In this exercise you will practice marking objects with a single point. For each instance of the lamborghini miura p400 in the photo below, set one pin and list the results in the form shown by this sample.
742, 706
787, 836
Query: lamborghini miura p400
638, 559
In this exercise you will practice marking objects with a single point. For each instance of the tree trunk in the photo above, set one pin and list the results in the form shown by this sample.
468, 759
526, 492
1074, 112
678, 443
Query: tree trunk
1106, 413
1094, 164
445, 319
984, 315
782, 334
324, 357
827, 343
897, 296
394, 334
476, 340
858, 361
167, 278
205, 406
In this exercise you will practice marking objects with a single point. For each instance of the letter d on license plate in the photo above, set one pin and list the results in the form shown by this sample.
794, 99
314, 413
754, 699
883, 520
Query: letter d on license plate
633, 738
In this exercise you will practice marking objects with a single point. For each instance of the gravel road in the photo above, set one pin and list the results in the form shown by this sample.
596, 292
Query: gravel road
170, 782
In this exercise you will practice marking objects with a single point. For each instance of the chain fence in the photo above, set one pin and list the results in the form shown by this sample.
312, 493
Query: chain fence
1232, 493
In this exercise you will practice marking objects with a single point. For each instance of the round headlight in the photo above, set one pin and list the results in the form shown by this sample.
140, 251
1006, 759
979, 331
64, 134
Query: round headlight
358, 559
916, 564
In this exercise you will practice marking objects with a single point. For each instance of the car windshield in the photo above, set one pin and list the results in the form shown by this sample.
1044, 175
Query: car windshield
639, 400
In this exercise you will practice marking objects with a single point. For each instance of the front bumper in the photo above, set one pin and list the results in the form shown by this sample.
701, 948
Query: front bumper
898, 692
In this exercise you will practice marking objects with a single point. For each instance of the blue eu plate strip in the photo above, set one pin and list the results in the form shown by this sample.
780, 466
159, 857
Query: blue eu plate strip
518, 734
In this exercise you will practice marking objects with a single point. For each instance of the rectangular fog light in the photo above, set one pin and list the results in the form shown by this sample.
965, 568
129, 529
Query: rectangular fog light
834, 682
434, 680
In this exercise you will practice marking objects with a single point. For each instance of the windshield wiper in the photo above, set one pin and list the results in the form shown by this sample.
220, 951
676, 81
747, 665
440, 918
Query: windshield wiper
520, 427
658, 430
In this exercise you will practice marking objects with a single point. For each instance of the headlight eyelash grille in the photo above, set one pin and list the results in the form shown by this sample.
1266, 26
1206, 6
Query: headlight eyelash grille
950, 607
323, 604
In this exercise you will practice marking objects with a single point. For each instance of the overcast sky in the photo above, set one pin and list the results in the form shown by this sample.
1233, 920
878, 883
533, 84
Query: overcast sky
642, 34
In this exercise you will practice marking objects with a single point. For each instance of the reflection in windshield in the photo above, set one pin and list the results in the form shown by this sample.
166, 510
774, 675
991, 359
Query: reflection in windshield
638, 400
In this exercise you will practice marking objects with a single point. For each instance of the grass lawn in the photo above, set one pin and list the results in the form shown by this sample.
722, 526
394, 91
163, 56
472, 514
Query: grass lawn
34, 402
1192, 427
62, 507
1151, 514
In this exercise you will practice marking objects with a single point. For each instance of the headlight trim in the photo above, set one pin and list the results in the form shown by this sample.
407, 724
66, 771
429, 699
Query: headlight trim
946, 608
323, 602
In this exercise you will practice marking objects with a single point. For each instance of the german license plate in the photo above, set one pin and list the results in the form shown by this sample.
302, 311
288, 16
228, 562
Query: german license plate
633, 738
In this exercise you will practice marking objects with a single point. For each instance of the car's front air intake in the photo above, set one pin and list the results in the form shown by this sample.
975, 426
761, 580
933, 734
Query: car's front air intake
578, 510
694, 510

==============================

*THE PROBLEM*:
Copy the entries again from the line containing "of the car's" through the end of the entries, requests included, and add 36 to every number in the answer coordinates.

*RESPONSE*:
In this exercise you will practice marking objects with a single point. For each instance of the car's front air intake in the photo above, set one pin and list the results in the form shown by this sample.
975, 426
761, 580
933, 734
Query: car's front air intake
614, 546
730, 546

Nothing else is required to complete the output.